EXERCISE PROMPT
The required output is the line that contains "pin: the blonde" and every line after it, each written out exactly, up to the end of the entries.

INPUT DATA
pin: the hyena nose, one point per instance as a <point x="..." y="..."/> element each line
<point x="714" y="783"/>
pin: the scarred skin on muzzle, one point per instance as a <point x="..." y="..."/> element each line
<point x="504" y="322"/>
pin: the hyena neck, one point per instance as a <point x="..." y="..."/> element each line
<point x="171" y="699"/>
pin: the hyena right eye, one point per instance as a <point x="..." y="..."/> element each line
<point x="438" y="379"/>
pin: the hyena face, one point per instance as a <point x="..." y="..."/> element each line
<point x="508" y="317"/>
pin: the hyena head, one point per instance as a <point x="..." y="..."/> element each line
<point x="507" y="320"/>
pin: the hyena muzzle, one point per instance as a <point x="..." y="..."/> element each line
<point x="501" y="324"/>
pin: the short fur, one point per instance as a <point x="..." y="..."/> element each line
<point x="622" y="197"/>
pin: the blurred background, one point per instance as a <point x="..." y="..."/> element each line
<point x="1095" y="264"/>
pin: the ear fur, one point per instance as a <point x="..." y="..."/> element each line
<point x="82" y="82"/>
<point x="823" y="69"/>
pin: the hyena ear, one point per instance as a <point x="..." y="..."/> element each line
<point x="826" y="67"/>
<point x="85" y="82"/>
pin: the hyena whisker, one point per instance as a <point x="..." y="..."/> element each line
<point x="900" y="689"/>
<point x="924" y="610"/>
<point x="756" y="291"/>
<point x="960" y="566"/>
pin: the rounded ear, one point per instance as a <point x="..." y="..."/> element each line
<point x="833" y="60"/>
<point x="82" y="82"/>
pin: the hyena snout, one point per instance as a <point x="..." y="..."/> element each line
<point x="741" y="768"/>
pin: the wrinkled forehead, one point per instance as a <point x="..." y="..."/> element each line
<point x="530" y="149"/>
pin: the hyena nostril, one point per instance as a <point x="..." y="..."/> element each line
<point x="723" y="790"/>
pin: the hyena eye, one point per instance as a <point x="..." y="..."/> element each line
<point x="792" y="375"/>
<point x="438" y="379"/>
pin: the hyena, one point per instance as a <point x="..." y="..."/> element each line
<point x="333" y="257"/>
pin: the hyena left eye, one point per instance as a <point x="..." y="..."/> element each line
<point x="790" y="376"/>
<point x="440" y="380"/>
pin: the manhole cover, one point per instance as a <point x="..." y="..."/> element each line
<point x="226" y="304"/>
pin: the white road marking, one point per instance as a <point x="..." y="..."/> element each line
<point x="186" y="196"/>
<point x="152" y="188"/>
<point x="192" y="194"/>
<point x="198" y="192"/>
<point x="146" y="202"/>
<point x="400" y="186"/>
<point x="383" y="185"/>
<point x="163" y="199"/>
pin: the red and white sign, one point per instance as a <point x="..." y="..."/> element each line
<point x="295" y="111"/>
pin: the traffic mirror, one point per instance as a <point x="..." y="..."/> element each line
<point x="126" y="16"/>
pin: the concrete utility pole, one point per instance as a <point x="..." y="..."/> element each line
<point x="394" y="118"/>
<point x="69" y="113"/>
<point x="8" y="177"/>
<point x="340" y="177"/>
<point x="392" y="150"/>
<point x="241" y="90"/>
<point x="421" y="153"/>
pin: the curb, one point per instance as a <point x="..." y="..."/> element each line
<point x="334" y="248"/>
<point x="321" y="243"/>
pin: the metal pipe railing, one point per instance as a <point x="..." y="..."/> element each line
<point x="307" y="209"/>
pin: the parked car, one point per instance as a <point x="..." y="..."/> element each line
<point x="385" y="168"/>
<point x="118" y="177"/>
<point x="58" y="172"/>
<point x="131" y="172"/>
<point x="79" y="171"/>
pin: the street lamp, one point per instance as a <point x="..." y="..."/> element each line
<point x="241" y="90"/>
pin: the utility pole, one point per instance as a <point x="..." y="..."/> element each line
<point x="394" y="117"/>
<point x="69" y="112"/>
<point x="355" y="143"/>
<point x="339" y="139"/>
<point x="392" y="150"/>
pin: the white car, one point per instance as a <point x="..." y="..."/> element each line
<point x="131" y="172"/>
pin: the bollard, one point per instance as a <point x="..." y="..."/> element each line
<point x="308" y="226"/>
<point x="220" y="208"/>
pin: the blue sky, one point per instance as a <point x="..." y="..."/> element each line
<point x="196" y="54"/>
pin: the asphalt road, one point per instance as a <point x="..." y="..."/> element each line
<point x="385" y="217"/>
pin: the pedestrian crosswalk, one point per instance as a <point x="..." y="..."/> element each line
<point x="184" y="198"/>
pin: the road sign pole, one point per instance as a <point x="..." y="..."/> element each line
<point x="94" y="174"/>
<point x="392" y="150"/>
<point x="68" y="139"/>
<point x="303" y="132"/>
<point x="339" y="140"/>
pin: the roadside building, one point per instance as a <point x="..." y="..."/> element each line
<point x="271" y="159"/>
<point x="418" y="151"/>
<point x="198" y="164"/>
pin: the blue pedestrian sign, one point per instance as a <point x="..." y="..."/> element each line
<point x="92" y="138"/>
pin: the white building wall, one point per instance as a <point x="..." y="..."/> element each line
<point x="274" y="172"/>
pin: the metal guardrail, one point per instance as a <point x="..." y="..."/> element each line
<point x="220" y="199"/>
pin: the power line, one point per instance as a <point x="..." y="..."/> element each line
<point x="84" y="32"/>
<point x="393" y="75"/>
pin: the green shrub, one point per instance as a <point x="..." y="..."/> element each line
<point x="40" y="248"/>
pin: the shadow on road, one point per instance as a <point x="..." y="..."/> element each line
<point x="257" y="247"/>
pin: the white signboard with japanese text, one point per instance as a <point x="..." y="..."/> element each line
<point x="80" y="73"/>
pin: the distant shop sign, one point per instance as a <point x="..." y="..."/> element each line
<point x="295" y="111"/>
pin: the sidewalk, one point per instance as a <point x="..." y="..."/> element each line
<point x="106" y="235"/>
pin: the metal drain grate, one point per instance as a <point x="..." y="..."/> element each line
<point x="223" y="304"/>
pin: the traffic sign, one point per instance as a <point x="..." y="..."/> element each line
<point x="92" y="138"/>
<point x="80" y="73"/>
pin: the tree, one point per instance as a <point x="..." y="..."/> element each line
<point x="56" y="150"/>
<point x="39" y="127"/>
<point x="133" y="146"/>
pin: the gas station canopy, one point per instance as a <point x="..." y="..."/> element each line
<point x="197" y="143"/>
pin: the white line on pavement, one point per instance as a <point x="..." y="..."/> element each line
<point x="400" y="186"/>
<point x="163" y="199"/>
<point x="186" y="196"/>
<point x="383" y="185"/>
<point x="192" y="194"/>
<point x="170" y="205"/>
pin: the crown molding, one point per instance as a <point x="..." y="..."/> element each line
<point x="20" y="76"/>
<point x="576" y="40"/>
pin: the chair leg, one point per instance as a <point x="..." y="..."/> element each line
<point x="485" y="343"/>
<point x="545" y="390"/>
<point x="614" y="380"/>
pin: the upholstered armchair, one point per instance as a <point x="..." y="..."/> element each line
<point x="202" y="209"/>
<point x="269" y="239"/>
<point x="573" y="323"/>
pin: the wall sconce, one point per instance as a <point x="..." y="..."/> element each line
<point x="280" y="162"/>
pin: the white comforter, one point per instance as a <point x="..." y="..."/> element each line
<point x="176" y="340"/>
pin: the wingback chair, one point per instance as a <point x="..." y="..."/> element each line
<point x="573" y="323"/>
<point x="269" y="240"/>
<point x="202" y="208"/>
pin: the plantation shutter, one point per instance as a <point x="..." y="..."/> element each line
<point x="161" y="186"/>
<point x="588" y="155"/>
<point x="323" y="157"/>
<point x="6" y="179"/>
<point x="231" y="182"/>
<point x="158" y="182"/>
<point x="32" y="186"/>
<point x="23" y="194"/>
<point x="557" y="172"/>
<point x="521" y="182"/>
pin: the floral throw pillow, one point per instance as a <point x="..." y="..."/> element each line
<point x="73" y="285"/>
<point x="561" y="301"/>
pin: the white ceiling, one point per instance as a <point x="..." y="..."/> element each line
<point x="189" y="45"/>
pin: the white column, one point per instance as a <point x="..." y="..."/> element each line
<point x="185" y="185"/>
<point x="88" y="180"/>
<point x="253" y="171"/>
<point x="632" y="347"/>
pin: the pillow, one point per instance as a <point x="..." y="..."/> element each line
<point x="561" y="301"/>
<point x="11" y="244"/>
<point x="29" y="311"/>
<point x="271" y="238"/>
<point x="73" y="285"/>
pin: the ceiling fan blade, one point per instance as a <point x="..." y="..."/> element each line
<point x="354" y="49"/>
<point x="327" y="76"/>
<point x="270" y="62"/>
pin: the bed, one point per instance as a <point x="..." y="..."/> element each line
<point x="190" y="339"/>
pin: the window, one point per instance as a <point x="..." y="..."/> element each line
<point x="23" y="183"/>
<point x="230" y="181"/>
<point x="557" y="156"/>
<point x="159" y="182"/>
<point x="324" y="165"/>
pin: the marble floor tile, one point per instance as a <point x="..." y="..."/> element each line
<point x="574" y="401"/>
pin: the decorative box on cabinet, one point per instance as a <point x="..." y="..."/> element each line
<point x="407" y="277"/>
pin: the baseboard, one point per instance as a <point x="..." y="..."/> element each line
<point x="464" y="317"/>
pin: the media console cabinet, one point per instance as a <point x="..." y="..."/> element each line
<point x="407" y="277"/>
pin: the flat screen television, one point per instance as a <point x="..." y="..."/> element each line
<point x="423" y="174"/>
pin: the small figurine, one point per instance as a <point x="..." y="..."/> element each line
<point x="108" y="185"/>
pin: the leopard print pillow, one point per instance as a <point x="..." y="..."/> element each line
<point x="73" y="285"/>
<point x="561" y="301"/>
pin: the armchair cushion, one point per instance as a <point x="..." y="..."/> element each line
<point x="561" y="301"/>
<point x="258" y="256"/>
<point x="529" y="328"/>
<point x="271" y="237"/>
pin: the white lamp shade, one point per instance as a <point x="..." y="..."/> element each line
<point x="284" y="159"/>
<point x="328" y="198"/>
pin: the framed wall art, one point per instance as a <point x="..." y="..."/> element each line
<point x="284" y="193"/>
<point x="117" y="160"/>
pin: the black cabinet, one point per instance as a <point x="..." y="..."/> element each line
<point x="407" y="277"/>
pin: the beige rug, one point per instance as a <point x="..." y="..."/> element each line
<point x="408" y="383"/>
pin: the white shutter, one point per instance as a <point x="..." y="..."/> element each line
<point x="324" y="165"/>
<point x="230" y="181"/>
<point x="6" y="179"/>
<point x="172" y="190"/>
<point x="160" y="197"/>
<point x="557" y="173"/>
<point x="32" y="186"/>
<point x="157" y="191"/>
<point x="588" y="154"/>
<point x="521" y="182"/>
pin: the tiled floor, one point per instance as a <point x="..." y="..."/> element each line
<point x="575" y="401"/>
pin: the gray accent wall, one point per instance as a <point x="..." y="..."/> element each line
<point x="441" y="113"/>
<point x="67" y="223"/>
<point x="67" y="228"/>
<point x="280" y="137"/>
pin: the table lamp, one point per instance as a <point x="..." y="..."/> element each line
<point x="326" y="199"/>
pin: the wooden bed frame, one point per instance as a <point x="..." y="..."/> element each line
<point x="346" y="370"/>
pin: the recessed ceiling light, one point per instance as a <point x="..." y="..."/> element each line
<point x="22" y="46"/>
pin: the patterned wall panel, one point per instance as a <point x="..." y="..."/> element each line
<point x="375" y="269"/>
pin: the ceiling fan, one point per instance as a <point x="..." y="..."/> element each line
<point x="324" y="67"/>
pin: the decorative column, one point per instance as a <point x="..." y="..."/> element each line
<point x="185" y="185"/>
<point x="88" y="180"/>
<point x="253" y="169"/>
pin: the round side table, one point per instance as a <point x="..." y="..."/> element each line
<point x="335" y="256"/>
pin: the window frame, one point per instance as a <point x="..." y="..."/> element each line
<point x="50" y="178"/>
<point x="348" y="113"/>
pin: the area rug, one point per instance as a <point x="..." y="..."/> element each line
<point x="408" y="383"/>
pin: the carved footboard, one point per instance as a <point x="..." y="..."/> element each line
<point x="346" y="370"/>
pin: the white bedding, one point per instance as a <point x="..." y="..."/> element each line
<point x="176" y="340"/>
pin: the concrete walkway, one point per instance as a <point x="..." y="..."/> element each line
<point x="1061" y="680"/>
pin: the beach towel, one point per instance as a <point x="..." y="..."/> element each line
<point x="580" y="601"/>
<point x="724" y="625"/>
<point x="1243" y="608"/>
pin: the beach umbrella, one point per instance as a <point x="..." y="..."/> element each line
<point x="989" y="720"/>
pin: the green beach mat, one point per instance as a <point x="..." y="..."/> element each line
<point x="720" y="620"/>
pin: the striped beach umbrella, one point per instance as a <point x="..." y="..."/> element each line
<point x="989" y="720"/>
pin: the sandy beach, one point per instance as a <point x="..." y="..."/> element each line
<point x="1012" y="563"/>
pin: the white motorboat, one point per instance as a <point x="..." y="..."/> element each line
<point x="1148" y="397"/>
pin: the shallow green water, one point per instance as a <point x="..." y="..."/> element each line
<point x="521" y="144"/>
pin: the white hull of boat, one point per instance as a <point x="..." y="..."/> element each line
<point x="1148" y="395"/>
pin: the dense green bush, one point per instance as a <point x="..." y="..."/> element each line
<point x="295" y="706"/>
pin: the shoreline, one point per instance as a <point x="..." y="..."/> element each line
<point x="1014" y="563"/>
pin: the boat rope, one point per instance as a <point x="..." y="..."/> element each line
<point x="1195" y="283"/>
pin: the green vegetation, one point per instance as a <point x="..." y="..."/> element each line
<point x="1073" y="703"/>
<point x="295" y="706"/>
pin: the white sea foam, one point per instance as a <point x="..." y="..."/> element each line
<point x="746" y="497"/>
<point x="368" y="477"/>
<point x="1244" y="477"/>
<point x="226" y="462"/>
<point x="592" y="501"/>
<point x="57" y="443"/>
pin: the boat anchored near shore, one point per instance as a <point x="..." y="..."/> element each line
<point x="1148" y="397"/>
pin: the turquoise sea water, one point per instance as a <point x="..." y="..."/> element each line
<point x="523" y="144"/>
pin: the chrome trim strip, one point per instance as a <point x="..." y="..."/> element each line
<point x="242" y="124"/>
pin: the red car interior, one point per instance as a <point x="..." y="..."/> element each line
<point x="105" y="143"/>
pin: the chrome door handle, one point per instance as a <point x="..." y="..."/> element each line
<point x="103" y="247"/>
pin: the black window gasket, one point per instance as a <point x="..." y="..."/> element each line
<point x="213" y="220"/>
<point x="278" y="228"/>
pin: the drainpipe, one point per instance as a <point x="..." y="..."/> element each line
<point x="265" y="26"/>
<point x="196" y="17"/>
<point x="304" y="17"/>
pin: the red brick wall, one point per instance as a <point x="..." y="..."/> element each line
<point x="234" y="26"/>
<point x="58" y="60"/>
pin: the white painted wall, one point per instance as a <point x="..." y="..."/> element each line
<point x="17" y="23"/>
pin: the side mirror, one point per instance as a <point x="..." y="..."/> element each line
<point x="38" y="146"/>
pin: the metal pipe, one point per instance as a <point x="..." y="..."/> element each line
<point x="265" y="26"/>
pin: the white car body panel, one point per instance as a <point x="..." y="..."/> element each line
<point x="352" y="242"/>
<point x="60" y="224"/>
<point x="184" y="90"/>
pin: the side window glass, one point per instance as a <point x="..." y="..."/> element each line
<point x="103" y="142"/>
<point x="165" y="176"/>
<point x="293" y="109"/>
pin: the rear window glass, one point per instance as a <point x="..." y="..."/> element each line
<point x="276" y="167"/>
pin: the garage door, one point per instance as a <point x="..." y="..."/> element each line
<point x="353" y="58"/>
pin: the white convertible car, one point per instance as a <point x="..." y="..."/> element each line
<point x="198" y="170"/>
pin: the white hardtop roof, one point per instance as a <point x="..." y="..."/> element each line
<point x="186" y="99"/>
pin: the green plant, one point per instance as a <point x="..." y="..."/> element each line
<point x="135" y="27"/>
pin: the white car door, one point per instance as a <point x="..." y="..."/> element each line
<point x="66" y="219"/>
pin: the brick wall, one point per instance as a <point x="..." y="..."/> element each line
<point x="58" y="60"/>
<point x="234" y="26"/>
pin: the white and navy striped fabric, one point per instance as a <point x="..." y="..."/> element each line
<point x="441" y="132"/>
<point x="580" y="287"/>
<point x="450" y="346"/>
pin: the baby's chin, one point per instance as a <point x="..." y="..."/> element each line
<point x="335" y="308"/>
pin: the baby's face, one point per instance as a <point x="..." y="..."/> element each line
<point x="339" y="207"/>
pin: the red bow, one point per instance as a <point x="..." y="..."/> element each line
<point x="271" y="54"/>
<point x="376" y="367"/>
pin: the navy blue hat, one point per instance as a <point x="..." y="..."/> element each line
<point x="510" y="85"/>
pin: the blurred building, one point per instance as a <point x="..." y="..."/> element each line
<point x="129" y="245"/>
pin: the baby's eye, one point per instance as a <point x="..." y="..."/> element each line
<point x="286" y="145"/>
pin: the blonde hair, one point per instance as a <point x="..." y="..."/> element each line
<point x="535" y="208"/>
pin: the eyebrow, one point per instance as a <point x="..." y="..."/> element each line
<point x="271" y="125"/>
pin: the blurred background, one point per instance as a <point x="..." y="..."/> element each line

THE ANSWER
pin: the blonde hair, one point per instance as a <point x="..." y="..."/> element each line
<point x="535" y="208"/>
pin: the eyebrow, one point per instance as a <point x="..." y="..."/> element each line
<point x="271" y="125"/>
pin: the blurred background, one point per instance as a <point x="..." y="..."/> element each line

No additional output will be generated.